* [SHORT PROBLEM]: Rewrite the lines below as a numbered list, skipping blank lines and leaving out the pictures.

Start RECORDS FOR THE EXERCISE

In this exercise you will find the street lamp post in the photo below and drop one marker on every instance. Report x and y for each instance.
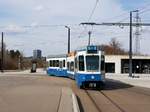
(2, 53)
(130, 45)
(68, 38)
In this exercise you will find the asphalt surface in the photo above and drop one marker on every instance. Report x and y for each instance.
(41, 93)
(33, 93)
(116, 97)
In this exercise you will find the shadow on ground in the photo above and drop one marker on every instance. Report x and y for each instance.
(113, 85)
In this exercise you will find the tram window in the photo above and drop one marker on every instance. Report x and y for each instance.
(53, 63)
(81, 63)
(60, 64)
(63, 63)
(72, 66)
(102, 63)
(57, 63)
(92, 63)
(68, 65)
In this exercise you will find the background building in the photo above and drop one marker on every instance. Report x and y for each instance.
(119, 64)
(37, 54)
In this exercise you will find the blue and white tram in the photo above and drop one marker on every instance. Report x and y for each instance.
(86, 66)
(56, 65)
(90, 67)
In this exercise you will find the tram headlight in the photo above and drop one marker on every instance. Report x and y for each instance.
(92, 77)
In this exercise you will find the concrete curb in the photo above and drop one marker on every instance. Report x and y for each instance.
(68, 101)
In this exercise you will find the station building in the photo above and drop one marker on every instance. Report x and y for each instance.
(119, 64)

End RECORDS FOR THE EXERCISE

* [REPLY]:
1. In this exercise you will find the street lamp post in the photo below and drop one marker on every instance. Report x and y for each instance.
2. (2, 53)
3. (130, 45)
4. (68, 38)
5. In this exercise you will find the asphalt surface in the photo above and drop one marker on every instance. Report x and y for each instance.
6. (41, 93)
7. (33, 93)
8. (116, 97)
9. In this exercise you will find the shadow on ground in the photo above and drop one marker on every instance. Report x and y for each instance.
10. (113, 85)
11. In this exercise you will find the tram window in the photo above and drop one marker on every instance. Report x and y for each instance.
12. (53, 63)
13. (81, 63)
14. (60, 64)
15. (63, 63)
16. (72, 66)
17. (102, 63)
18. (57, 63)
19. (92, 63)
20. (68, 65)
21. In this exercise you will find the background building in the photo above and drop one marker on every instance. Report x and y for each instance.
22. (119, 64)
23. (37, 54)
24. In this exercise you will find the blue and white tram in the photo above and drop one marker on every instance. Report x and y for each instance.
25. (86, 66)
26. (56, 65)
27. (90, 67)
28. In this exercise you will find the tram headlight in the photo above and drop one marker on every instance. Report x and y for each instance.
29. (92, 77)
30. In this exercise you will find the concrete curb in the photo above and drop one marker on every instance. Report x and y for each instance.
31. (68, 101)
32. In this exercise you will find the station building in the photo above and drop one marker on every instance. Report x and y for each instance.
33. (119, 64)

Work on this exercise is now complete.